##### Excerpted text #####

Our lives have been turned inside out by the pandemic.  “Being inside” is now a civic duty, a service to one's self, to others, and to the world. For me, going inside is the most natural direction.  I remember a rainy day looking out the window and proclaiming to my Mother that I was bored. She was busy or did not want to deal with it and chastised me. I felt hurt. I stiffened and stood there determined not to cry when I suddenly became fascinated by a water droplet running down the window pane. It darted down a few inches and then stopped, hung there for a few seconds, then again another short distance and hung there. I noticed other drops do similar moves and suddenly, one slipped down the whole glass surface in a squiggly line and I felt the rush of it. I began to imagine the drops were in a race and I was the announcer. I have rarely been bored since then. 

If Mom had engaged me, had rewarded my boredom with her attention, I might not have learned how to use boredom as a signal to engage a kind of exquisite attention; it was another lesson in the gradual awakening of myself to the subtle power of wonder. Wonder is both a state and an action. A state of wonder serves as a frame or attitude toward the world, a way of perceiving—a wide-eyed peek out on life in the moment as if it is fresh and new. Wondering, as an action, a wondering, it is an engagement with something or about something with curiosity and openness—I wonder how that moment changed my life? 

I love tracking tiny shifts in the world, imagining how a caterpillar's body moves lifting and lowering as it undulates its way across the pavement; or what it feels like to be a shapeshifting cloud drifting slowly across the sky, or how the wind might feel in the outstretched wing feathers of a hawk as it arcs in a circle high above; or how the faint rumble of morning traffic can sound like river rapids in the distance. And these things are always with me, in my memory, and can fill my mind’s eye even while I am sipping coffee and typing this note. To live once is not enough. You only get a tiny window of time to skim those suspect surfaces. But, with reflection and with imagination, you can feel the rush of a single drop of water running down a window pane even 60 years later.

#####

## [Required action]
For each statement, decide whether it agrees with the essay on boredom and wonder. Answer yes or no and quote the deciding words from the essay. (a) On the rainy day, the writer's mother gave the writer her attention. (b) The essay describes wonder as both a state and an action. (c) The writer has often been bored since that rainy day. Rely only on the essay itself.

##### Extracted material #####

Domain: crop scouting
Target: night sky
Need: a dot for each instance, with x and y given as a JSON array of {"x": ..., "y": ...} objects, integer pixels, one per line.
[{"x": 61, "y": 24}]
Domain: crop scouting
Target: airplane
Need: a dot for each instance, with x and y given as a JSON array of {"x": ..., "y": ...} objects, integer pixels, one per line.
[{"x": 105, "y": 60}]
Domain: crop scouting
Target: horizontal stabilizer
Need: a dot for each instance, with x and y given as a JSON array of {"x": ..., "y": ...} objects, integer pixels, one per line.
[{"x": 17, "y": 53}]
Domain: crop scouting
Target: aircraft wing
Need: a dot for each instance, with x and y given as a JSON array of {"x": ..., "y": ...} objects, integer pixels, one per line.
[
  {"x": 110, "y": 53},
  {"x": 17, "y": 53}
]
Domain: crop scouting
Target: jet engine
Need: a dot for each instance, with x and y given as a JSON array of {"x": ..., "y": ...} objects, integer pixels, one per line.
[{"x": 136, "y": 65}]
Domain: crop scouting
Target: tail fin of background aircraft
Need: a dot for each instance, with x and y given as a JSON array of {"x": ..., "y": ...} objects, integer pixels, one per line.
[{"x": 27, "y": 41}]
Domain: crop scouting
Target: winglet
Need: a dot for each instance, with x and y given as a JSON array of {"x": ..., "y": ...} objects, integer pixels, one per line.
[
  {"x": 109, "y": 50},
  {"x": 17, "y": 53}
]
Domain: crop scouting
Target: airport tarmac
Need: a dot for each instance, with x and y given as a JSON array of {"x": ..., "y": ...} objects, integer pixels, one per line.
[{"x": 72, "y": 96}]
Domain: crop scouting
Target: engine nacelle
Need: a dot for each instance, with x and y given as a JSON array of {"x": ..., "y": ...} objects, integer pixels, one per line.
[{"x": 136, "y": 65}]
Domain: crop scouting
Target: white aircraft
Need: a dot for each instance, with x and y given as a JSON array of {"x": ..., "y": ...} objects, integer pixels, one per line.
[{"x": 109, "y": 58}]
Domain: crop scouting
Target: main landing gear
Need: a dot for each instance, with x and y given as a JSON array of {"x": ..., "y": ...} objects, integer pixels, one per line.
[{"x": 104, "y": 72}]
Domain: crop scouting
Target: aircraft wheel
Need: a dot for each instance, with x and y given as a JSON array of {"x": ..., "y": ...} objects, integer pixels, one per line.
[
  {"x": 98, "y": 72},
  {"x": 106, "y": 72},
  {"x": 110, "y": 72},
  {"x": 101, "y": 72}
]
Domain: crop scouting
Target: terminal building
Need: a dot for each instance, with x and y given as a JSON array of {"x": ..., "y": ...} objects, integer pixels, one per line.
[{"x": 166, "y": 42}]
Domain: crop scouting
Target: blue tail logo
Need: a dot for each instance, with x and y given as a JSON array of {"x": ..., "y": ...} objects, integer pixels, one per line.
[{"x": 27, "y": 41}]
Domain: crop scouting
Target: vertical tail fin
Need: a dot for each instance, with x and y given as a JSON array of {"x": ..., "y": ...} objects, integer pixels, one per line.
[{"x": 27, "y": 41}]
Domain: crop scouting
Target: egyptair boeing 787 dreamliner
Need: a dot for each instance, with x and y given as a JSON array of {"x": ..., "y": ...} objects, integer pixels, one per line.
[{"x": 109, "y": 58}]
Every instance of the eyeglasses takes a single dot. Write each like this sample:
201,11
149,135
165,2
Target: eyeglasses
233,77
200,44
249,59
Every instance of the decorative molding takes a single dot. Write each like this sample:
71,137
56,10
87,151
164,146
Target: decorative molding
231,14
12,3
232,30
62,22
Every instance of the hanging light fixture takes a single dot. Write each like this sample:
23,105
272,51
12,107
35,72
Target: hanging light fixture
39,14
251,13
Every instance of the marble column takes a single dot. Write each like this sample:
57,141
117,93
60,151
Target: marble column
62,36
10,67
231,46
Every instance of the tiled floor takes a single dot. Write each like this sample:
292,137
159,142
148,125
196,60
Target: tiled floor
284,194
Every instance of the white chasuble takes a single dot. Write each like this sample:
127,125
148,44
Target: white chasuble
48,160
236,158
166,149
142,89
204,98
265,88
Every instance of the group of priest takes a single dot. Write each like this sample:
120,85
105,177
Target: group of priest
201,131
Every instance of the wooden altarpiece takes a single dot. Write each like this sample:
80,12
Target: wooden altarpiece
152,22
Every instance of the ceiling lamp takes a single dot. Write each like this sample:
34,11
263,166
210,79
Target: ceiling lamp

#####

## [Your solution]
(a) No: "She was busy or did not want to deal with it and chastised me."
(b) Yes: "Wonder is both a state and an action."
(c) No: "I have rarely been bored since then."